◆ **WHAT TO DO**: Reproduce each of the entries that follow, exactly.

--

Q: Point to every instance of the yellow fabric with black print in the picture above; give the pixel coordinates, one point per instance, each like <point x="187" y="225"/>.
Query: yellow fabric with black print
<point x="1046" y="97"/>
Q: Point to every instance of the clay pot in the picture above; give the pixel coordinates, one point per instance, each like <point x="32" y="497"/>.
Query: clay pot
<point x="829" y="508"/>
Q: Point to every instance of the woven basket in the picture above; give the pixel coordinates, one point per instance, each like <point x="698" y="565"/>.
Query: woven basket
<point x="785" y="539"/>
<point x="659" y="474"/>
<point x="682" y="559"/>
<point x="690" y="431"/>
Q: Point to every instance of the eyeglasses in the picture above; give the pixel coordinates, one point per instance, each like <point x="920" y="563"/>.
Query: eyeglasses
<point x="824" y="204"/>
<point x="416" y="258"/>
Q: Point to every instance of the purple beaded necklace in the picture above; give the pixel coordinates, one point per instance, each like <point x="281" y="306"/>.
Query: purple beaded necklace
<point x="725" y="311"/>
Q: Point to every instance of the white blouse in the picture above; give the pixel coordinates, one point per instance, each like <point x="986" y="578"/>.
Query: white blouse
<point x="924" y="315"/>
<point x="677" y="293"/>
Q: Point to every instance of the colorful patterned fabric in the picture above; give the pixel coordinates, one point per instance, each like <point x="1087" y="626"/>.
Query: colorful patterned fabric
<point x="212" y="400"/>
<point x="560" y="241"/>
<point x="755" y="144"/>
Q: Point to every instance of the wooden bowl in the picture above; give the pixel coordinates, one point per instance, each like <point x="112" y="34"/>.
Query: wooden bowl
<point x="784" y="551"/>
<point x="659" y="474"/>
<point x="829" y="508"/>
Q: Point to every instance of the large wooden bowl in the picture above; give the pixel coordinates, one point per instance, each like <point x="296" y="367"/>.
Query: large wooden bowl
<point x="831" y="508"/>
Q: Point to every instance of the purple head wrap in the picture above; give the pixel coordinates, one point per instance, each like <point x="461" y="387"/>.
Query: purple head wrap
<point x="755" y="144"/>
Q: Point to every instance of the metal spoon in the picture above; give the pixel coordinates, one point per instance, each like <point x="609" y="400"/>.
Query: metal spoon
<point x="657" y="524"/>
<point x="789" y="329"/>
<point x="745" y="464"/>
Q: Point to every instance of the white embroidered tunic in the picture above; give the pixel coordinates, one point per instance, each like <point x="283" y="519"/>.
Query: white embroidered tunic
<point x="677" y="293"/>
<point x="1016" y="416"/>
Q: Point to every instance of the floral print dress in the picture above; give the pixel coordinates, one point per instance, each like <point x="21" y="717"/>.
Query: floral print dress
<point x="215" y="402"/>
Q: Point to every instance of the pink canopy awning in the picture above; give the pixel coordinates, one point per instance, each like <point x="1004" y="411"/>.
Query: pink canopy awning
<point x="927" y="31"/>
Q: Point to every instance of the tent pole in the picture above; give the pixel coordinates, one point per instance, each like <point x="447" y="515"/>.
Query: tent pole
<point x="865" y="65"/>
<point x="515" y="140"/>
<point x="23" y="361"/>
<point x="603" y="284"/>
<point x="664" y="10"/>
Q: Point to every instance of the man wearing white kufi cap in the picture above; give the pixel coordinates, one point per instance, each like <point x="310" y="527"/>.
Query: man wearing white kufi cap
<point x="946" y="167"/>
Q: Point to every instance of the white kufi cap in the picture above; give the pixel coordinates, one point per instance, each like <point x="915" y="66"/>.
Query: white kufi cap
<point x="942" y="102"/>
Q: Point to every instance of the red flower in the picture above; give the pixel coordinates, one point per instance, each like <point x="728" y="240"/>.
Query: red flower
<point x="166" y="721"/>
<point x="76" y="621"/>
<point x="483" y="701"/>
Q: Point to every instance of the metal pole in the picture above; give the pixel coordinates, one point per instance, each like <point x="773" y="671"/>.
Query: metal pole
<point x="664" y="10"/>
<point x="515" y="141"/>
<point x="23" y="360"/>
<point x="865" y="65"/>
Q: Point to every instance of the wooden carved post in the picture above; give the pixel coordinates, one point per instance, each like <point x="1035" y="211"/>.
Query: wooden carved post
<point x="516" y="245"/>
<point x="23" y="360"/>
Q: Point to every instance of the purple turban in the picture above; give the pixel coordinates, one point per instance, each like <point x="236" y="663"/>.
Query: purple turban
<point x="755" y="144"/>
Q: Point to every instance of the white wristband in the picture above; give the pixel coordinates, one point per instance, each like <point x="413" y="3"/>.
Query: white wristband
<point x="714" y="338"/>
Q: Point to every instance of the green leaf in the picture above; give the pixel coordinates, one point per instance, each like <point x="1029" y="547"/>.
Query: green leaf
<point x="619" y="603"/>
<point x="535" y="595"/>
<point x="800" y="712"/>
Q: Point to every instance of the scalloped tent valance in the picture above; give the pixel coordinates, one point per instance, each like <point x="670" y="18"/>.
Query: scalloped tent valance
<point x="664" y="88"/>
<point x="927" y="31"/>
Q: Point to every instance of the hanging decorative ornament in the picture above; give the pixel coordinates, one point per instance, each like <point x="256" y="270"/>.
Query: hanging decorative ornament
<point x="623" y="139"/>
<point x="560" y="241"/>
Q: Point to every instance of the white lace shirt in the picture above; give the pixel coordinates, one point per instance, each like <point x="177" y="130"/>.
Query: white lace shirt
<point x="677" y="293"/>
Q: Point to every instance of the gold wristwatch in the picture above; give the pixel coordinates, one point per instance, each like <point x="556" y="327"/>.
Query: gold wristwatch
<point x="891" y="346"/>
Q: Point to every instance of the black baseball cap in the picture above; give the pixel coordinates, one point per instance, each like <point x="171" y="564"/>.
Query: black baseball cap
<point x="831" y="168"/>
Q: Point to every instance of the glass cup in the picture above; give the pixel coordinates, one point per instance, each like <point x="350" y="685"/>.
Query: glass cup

--

◆ **RESPONSE FOR THIS EXERCISE**:
Q: Point to every instance of the yellow fabric with black print in the picture above; give the pixel coordinates, one point per instance, each like <point x="187" y="225"/>.
Query: yellow fabric with black print
<point x="1046" y="97"/>
Q: Point to every instance of the clay pot in the picture above; give the pixel coordinates, one point per instance, each like <point x="32" y="497"/>.
Query: clay pot
<point x="829" y="508"/>
Q: Point to every instance of the woven basket in the picture above; give the pixel coordinates, one point per instance, each like <point x="698" y="565"/>.
Query: woven basket
<point x="785" y="539"/>
<point x="659" y="474"/>
<point x="682" y="559"/>
<point x="690" y="431"/>
Q: Point to every instance of the eyeglasses in the picture above; give the pixel coordinates, one point per instance, each like <point x="920" y="563"/>.
Query: eyeglasses
<point x="824" y="204"/>
<point x="416" y="258"/>
Q: Point to every instance of the purple beaded necklace in the picture above; give the pixel coordinates, one point per instance, each like <point x="281" y="306"/>.
Query: purple beaded necklace
<point x="725" y="311"/>
Q: Point to every instance of the white blouse in the picture above; give the pixel coordinates, one point per instance, each like <point x="986" y="578"/>.
Query: white blouse
<point x="924" y="315"/>
<point x="677" y="293"/>
Q: Point to every instance of the colorful patterned fabric in the picture above; give the pixel coordinates, one point per instance, each like <point x="1087" y="626"/>.
Query: colorful patterned fabric
<point x="212" y="400"/>
<point x="560" y="241"/>
<point x="755" y="144"/>
Q: Point to every instance of the wooden bowl in the picture above; give the pixel coordinates, one point per instance, each like <point x="112" y="34"/>.
Query: wooden bowl
<point x="784" y="551"/>
<point x="659" y="474"/>
<point x="829" y="508"/>
Q: Point to every instance of the large wooden bowl in the picture above; give the pixel coordinates, one point per instance, each like <point x="296" y="367"/>.
Query: large wooden bowl
<point x="831" y="508"/>
Q: Point to every instance of the purple head wrap in the picture above; give the pixel coordinates, one point per instance, each like <point x="461" y="387"/>.
Query: purple head wrap
<point x="755" y="144"/>
Q: Point to every instance of the metal spoon in the picture above; give the pixel coordinates, one point per instance, each like <point x="609" y="400"/>.
Query: metal spoon
<point x="657" y="524"/>
<point x="789" y="329"/>
<point x="745" y="464"/>
Q: Point to every instance of the white embroidered tunic in the picture above; give the pixel coordinates, one point per instance, each like <point x="283" y="519"/>.
Query: white embroidered tunic
<point x="677" y="293"/>
<point x="1016" y="416"/>
Q: Point to every instance of the floral print dress in the picture above; give the pixel coordinates, one point per instance, each like <point x="21" y="717"/>.
Query: floral print dress
<point x="215" y="402"/>
Q: Point to every instance of the pink canopy awning in the picture above; give the pixel coordinates, one point per instance, each like <point x="1004" y="411"/>.
Query: pink canopy awning
<point x="927" y="31"/>
Q: Point to every instance of the tent pole in the picture above; give the pixel coordinates, one point per instance, each like <point x="447" y="515"/>.
Query: tent pole
<point x="865" y="65"/>
<point x="515" y="140"/>
<point x="23" y="361"/>
<point x="603" y="284"/>
<point x="664" y="10"/>
Q: Point to every instance of the man wearing white kufi cap in the picture above; give the pixel coordinates, one point per instance, each like <point x="310" y="527"/>.
Query: man wearing white kufi cap
<point x="946" y="167"/>
Q: Point to every instance of the white kufi cap in the picture above; give the pixel coordinates, one point per instance, each like <point x="915" y="66"/>.
Query: white kufi cap
<point x="942" y="102"/>
Q: Point to every instance of the red flower in the picture above; give the pixel coordinates, one point per instance, each like <point x="728" y="240"/>.
Query: red flower
<point x="166" y="721"/>
<point x="76" y="621"/>
<point x="483" y="701"/>
Q: Point to every instance of the metal pole in the picture above; give the pixel coordinates, one point per instance, each like <point x="773" y="671"/>.
Query: metal pole
<point x="664" y="10"/>
<point x="515" y="141"/>
<point x="23" y="360"/>
<point x="865" y="65"/>
Q: Point to every instance of the wooden carved post in the picture above; give the pixel coordinates, one point per instance, each like <point x="1035" y="211"/>.
Query: wooden carved post
<point x="516" y="245"/>
<point x="23" y="360"/>
Q: Point to every instance of the purple turban in the picture above; give the pixel coordinates, one point per instance, each like <point x="236" y="663"/>.
Query: purple turban
<point x="755" y="144"/>
Q: Point to every instance of the white wristband in the picture above; give the pixel coordinates, one point per instance, each like <point x="413" y="3"/>.
Query: white wristband
<point x="714" y="338"/>
Q: Point to every instance of the green leaf in the picture above; give the pixel coordinates, one point per instance, each like <point x="1029" y="547"/>.
Query: green leaf
<point x="619" y="603"/>
<point x="535" y="595"/>
<point x="800" y="712"/>
Q: Point to every instance of the scalloped tent valance in the picture above; give the pixel coordinates, one point per instance, each like <point x="670" y="18"/>.
Query: scalloped tent valance
<point x="664" y="88"/>
<point x="927" y="31"/>
Q: Point to every instance of the hanging decorative ornament in the picture above; give the pixel coordinates, one point per instance, each like <point x="256" y="270"/>.
Query: hanging decorative ornament
<point x="623" y="139"/>
<point x="560" y="241"/>
Q: Point to every instance of the white lace shirt in the picture above; give the pixel coordinates, one point per instance, each like <point x="177" y="130"/>.
Query: white lace shirt
<point x="677" y="293"/>
Q: Point to every instance of the gold wristwatch in the picture above; give the pixel coordinates, one point per instance, each like <point x="556" y="327"/>.
Query: gold wristwatch
<point x="891" y="346"/>
Q: Point to every instance of the black baseball cap in the picture above; give the pixel coordinates, one point per instance, each like <point x="171" y="564"/>.
Query: black baseball cap
<point x="831" y="168"/>
Q: Point to every instance of the glass cup in the picture above; give the pixel coordinates, one point per instance, each like <point x="350" y="685"/>.
Query: glass cup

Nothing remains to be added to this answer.